> QUOTED TEXT:
Another issue that I’ve found is the amount of criticism of interview code. I’ve had a range of this: “code portfolios,” sample programs prior to the interview, temporary assignments, IQ tests, talk and coding, and white board exercises. Only a few of these coding practices are reasonable, the others are unrealistic and stressful. The IQ/aptitude test was a part of the application process at IBM. It was a little silly, and timed, but I guess I was within their upper and/or lower limits for acceptance. The test was online and it was after the interview, so it wasn’t so stressful. I’ve had an organization request a coding portfolio; that is a horrible idea. Portfolios are required of those who do visual work, but code portfolios suffer from a lack of context, industry acceptance, and lack of time to compare and contrast multiple candidates’ submissions. I’ve had to work with one group temporarily [after the interview] as a trial period. This wasn’t so bad for a few reasons, one the company paid for my travel to get me there (going from the US to Europe), was only for a short time and lastly, it isn’t unreasonable to ask for this when considering very long distance applications. However, the downside to this is that it negatively impacts the discreteness of interviewing a new workplace.

I tend to like coding samples prior to the interview. If you’re given a problem set to choose from, it gives the interviewee a chance to emulate the conditions in which they would be working in. The interviewee is able to ponder, on his/her own schedule, about the problem, design, code, test, and package the code. I am not a fan of coding on a whiteboard. It is a completely different experience from how one codes. It strips away the tools and contexts, and expects the individual to perform their tasks in a completely foreign way. If the interviewer was asking for high level details, this request isn’t too far fetched. From my experience, there are a lot of organizations that attempt to have the interviewer watch an interviewee code via a live collaborative editor while on the phone. These are some of the worst interviews I’ve ever had. The task is not humanly possible. The tasks are usually set up in a professor/student manner. The process is usually: a problem is presented, thinking occurs, have the interviewee talk through a problem, code while explaining the code, and to use a foreign editor at the same time. To make things worse, this is all done while the interviewee is holding a phone and typing on a keyboard. It is not humanly possible for an individual to communicate, and solve deep problems at the same time, to make things worse you’re being judged at the same time.

Lastly, I have been asked to code up a problem or two, with the interviewer on a computer. This has been done in a peer-wise and non-peer-wise fashion. Usually this involves a small problem, and you’re given a new project in an IDE. At times, this may be a little tough if the IDE is unfamiliar, but this at least attempts to reproduce the working environment.

What are some of the questions that I would like to be asked?

I believe that an interview should be more for an inquisitive time between an interviewer and interviewee. There is no benefit from trying to make a stressful interview even more stressful via combative techniques. So I think there are a few questions that would make it easier:

  1. Ask questions related to the projects that the interviewee has worked on before. [Preferably a non-work based project]
  2. Ask about some of the challenges faced on the projects. For example, if the project required a high level of performance, how did they solve the communication issues between components? If the project dealt with numbers or precision or money, ask how they solved the issues with floating point math.
  3. Ask what an individual project taught the interviewee.
  4. Ask about times where the interviewee has conflict with another coworker; ask how he or she would have resolved the issue. (Don’t ask for opinions or gossip surrounding the conflict)
  5. Ask about what blogs/technical content they follow.

> DATASET EXTRACT:

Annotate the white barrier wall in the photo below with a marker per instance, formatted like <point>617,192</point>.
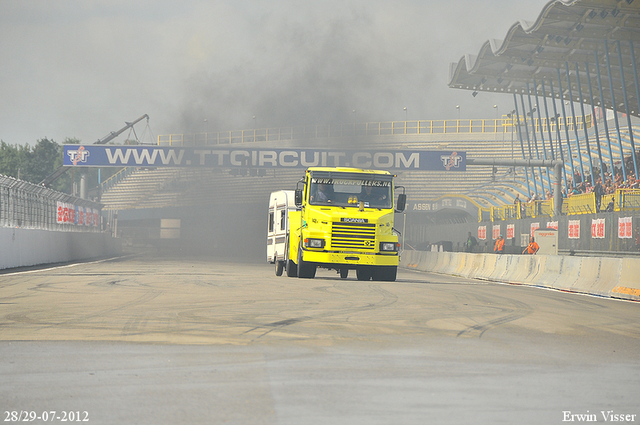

> GOALS:
a. According to the post about coding interviews, what did IBM include in its application process?
b. Extract from the post about coding interviews the part that opens with the words containing "3. Ask what" and closes with "content they follow.".
c. Extend the post about coding interviews, starting after its final line.
The data is separate material and has nothing to do with the post about coding interviews.

> THE RESULTS:
a. An IQ/aptitude test.

b.
3. Ask what an individual project taught the interviewee.
  4. Ask about times where the interviewee has conflict with another coworker; ask how he or she would have resolved the issue. (Don’t ask for opinions or gossip surrounding the conflict)
  5. Ask about what blogs/technical content they follow.

c.
These questions get the interviewee to talk more about what they should be confident on talking about. The questions also demonstrate the ability to work with others, willingness to adapt, interests, technical strong points, experience, passion, and potential weak points. Lastly, to the interviewer, consider the individual that you are communicating, with being hostile won’t do you any favors if you have to work with them later.

“Wanted Java Developer” could you be a little more ambiguous?

I have a bone to pick with the industry I associate with. The tech industry struggles to clearly define the expectations of whatever is desired. This is pretty much a universal issue with the industry. There are always hidden requirements. Job listings are no different.

The bone I have to pick is with the titles/job requirements. One of the worst offenders of this is for a Java Software Engineer. Based on the availability of frameworks, and meta-frameworks, asking for a Java engineer is quite ambiguous. This could ask for a graphics developer, API designer, web developer, Computer vision expert [CV in java is possible with native libraries, trust me!], core libraries developer, or even a micro-JVM developer. The amount of variability with the language makes a generic “Java developer” title frustrating.

As a potential candidate, it is incredibly frustrating to see the “Java Developer” title. Some titles ask for experience in Spring, Hibernate, Solr, Lucene, JAI, J2EE, etc. It’s incredibly frustrating to go into an interview, where the listing asked for all of these and then only be grilled on the minute [rarely used] inner workings of Spring RMI. Just the Spring framework alone asks for a lot. Of all of the potential avenues of spring that one could master are: Message queuing, Web services, Roo, Security, Integration, Web flow, MVC, BlazeDS, Batch, Social, and mobile. That’s not even accounting for the frameworks that you can substitute between the pathways for Spring. I’ve worked with a late Spring 2.x and early 3.0, I was not even aware of the new BlazeDS, Batch, social, or even mobile options for the framework. Things change quite quickly.

Besides ranting, what is the purpose of this article? I believe that the Java title should be a bit more specific. If you want a Java developer that knows a lot of frameworks, still label it as a Java developer position. However, don’t expect him or her to know all of the inner workings: that is just silly. If your business involves multimedia display, request a developer that knows the Java 2D and 3D graphics, and maybe the JAI libraries. There is a lot there for practically any task you want to throw at Java, given you know which library to use.

Scientific or mathematical tasks, ask for a Scientific Java Developer. What libraries should they know? Colt, EJML, JAMA, etc.

Writing a Java API? Ask for a Java API Designer. Expect for them to list their favorite APIs, what works, what doesn’t, and why.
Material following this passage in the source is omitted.